# Your instructions
Look through the entries. Copy each line that has the word "mask".

# Data to process
-=-=-=-=-

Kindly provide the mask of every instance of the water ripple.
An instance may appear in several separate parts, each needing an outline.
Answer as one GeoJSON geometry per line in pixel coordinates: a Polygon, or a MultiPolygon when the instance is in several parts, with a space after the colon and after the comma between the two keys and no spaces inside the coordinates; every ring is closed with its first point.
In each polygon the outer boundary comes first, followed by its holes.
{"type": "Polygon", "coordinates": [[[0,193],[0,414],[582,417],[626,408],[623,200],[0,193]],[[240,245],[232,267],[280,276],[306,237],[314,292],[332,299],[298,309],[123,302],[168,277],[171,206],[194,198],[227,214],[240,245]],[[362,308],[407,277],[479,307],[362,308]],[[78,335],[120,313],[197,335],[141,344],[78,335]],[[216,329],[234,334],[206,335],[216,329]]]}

-=-=-=-=-

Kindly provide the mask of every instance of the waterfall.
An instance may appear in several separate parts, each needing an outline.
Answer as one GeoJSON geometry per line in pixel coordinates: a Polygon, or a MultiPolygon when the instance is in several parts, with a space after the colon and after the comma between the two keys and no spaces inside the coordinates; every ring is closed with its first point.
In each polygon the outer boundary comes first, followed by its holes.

-=-=-=-=-

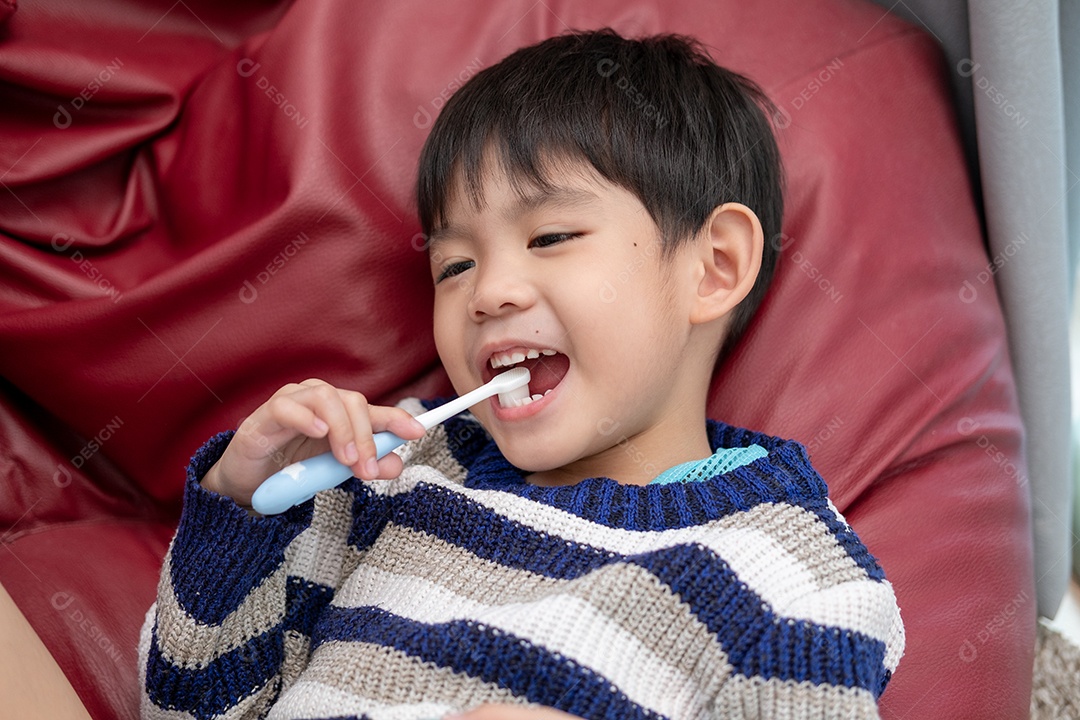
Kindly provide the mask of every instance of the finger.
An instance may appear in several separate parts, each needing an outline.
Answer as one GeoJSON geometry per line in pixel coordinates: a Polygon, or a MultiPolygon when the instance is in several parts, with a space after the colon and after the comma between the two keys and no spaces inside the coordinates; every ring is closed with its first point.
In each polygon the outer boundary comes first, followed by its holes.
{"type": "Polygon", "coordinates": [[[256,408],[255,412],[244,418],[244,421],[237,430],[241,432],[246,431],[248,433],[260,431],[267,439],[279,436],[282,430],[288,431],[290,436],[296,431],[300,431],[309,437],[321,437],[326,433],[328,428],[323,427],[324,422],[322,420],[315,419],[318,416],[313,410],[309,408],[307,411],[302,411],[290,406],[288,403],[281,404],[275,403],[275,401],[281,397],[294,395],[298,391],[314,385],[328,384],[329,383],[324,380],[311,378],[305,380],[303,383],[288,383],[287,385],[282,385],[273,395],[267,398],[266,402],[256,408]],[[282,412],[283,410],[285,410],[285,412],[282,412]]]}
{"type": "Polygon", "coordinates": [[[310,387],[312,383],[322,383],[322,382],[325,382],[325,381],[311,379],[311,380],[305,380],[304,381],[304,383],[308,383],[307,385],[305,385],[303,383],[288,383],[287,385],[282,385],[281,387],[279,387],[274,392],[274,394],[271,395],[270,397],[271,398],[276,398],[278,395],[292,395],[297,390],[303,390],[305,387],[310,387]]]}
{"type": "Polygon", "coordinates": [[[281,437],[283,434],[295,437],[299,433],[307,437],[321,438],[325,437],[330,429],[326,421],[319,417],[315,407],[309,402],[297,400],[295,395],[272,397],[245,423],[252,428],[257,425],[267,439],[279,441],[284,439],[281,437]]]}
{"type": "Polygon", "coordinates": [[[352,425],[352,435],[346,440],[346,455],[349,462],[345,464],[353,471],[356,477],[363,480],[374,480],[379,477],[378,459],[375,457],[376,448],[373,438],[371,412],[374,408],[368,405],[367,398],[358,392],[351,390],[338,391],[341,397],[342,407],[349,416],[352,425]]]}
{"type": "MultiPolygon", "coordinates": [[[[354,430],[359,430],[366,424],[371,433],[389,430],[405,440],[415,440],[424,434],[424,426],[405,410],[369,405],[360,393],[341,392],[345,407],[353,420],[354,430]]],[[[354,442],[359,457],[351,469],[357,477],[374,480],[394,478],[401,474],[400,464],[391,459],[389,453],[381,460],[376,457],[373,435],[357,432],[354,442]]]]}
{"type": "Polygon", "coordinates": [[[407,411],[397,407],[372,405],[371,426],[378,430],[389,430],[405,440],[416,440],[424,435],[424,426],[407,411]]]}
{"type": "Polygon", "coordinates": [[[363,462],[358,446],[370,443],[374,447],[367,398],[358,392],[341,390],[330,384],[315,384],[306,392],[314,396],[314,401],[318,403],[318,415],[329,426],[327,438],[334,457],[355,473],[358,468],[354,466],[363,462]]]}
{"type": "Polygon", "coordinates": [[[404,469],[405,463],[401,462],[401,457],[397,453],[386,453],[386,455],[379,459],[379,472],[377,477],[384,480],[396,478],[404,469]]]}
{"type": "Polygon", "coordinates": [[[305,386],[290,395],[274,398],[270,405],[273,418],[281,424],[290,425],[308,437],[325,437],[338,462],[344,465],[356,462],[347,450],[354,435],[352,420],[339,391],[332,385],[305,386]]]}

-=-=-=-=-

# Result
Kindly provide the mask of every instance of the water ripple.
Kindly provide the mask of every instance of the waterfall.
Kindly provide the mask of every instance of the finger.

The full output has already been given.